== Provided records ==

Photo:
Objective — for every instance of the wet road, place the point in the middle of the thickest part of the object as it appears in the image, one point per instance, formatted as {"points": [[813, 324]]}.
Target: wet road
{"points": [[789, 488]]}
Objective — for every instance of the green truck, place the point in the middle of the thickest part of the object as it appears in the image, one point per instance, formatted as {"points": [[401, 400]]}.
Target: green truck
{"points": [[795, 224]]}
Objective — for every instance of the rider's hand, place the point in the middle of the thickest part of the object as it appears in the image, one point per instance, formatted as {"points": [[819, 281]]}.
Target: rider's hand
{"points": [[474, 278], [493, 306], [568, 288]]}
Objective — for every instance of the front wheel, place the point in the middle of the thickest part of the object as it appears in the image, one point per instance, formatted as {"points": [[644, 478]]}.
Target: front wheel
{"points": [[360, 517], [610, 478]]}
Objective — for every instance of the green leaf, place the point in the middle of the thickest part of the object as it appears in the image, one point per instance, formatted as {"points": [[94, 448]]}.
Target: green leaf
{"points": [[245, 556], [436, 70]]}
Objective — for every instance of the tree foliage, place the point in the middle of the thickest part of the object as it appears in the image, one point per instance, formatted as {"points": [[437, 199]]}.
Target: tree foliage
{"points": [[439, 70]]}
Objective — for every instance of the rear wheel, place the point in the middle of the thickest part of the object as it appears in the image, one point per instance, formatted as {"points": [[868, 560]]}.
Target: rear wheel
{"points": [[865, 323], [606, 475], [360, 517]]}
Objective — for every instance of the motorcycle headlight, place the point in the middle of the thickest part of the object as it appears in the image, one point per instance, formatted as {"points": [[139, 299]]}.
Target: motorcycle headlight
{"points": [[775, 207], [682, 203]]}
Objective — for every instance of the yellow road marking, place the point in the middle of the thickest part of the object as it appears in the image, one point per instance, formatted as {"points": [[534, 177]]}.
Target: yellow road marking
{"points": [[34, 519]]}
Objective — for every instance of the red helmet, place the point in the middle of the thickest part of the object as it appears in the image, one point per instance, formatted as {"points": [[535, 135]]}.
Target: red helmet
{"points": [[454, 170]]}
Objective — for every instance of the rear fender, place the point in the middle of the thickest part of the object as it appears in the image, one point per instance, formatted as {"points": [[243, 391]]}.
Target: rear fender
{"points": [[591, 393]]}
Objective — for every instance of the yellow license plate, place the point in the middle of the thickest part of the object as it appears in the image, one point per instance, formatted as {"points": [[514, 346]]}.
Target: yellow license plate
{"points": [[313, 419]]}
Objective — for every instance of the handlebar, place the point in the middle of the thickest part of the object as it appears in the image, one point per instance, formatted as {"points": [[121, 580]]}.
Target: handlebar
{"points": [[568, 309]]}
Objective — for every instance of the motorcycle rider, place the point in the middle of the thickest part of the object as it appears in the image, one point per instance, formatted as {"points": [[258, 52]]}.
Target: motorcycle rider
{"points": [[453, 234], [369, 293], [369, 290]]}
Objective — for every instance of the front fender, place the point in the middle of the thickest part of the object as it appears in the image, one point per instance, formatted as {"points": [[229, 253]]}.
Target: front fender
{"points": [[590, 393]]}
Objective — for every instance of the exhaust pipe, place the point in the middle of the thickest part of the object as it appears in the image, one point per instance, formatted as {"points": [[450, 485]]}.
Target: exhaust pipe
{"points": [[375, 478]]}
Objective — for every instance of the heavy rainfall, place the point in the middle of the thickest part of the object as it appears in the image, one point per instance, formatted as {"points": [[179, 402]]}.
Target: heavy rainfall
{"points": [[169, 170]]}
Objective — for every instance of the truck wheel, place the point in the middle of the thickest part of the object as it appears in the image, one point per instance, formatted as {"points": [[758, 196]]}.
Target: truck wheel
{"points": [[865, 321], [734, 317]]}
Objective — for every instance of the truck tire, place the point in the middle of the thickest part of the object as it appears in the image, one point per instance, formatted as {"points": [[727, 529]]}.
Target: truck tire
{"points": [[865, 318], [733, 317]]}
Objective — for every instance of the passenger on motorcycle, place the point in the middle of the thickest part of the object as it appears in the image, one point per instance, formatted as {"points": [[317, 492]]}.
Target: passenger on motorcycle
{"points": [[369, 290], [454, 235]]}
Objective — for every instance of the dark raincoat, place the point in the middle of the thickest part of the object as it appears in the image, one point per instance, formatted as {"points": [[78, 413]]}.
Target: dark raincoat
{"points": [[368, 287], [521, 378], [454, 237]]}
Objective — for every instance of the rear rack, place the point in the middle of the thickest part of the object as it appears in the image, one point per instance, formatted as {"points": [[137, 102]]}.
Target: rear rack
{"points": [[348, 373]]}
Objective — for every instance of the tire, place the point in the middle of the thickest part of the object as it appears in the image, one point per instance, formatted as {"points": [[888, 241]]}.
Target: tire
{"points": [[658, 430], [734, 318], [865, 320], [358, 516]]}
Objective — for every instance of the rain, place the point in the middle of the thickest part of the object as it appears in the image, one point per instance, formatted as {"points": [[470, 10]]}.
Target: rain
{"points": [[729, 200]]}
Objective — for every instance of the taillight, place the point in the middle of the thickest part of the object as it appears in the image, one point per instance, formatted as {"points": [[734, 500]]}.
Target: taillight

===

■ **Your assignment**
Go over the listing above and return each line with "taillight".

■ **Answer to this problem**
Objective — for every instance of the taillight, place the point in the middle of the thickest part of the object as it appears in the image, one point per instance, formatted as {"points": [[734, 500]]}.
Target: taillight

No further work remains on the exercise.